## Written task
Rewrite the rows from the line with "Query: yellow taxi" to the line with "65L107 63L96 63L94", replacing "expected format" with "required format" and leaving everything else unchanged.

## Dataset records
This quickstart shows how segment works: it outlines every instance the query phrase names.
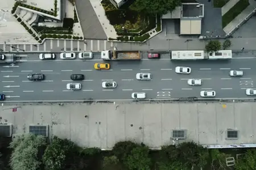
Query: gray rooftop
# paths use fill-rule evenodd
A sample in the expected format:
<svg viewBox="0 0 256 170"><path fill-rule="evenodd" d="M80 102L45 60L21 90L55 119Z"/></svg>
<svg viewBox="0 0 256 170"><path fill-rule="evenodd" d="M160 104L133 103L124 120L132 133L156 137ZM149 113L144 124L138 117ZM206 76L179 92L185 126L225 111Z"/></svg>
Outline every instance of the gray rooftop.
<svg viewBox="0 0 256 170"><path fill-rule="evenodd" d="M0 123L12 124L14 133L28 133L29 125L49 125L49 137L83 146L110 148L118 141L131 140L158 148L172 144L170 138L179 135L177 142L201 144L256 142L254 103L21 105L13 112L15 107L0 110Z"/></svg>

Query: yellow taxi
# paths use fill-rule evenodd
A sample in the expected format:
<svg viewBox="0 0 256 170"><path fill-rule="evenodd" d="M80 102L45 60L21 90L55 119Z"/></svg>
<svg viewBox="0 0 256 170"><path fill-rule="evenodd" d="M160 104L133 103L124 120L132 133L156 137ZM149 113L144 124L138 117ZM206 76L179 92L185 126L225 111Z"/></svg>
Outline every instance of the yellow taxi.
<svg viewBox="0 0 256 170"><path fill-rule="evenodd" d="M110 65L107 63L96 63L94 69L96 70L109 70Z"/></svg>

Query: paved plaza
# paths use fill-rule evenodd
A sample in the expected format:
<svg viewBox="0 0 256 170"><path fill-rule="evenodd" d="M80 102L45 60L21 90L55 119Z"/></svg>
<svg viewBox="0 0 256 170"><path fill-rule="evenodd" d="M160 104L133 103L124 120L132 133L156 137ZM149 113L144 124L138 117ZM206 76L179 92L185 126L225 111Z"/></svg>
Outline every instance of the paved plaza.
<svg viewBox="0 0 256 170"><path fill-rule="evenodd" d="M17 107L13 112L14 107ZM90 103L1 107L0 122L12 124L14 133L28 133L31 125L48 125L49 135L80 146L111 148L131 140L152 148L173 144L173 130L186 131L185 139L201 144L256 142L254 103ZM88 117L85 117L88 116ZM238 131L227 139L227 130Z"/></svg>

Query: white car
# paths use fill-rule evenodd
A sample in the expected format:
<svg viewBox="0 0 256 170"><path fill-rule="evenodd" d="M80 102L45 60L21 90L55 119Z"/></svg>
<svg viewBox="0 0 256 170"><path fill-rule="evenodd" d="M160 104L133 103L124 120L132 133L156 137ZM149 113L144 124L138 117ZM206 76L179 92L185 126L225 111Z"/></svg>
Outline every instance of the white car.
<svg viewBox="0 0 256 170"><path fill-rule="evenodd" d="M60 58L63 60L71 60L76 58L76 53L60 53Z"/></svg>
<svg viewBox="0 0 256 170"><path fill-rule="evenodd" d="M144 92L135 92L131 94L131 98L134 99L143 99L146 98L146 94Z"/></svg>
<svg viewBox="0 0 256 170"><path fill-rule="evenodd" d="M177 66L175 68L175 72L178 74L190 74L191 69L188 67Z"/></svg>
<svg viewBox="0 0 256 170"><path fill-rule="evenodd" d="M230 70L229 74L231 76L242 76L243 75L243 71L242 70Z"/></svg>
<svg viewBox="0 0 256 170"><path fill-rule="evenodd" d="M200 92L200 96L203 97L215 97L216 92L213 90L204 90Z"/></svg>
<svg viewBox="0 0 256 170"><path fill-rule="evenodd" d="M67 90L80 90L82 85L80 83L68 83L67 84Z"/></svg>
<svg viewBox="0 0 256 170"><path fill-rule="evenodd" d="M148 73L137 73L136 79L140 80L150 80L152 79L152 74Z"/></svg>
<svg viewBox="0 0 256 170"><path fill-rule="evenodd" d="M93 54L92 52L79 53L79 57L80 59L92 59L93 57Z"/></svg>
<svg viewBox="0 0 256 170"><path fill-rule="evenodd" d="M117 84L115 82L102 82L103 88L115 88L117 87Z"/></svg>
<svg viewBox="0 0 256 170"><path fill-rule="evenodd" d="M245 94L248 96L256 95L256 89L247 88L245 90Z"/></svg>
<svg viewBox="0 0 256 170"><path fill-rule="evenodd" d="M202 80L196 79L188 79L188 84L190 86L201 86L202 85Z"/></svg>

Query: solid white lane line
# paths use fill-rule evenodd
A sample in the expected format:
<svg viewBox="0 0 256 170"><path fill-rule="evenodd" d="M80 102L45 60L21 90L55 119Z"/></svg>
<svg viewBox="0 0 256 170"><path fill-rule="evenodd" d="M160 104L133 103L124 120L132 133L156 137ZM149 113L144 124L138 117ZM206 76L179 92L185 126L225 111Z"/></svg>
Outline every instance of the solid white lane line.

## Worked answer
Query: yellow taxi
# paths use fill-rule evenodd
A sample in the required format:
<svg viewBox="0 0 256 170"><path fill-rule="evenodd" d="M80 102L45 60L21 90L55 119Z"/></svg>
<svg viewBox="0 0 256 170"><path fill-rule="evenodd" d="M160 104L133 103L124 120L132 133L156 137ZM149 113L144 124L138 117ZM206 76L179 92L185 126L225 111Z"/></svg>
Outline every instance of the yellow taxi.
<svg viewBox="0 0 256 170"><path fill-rule="evenodd" d="M110 65L107 63L96 63L94 69L96 70L109 70Z"/></svg>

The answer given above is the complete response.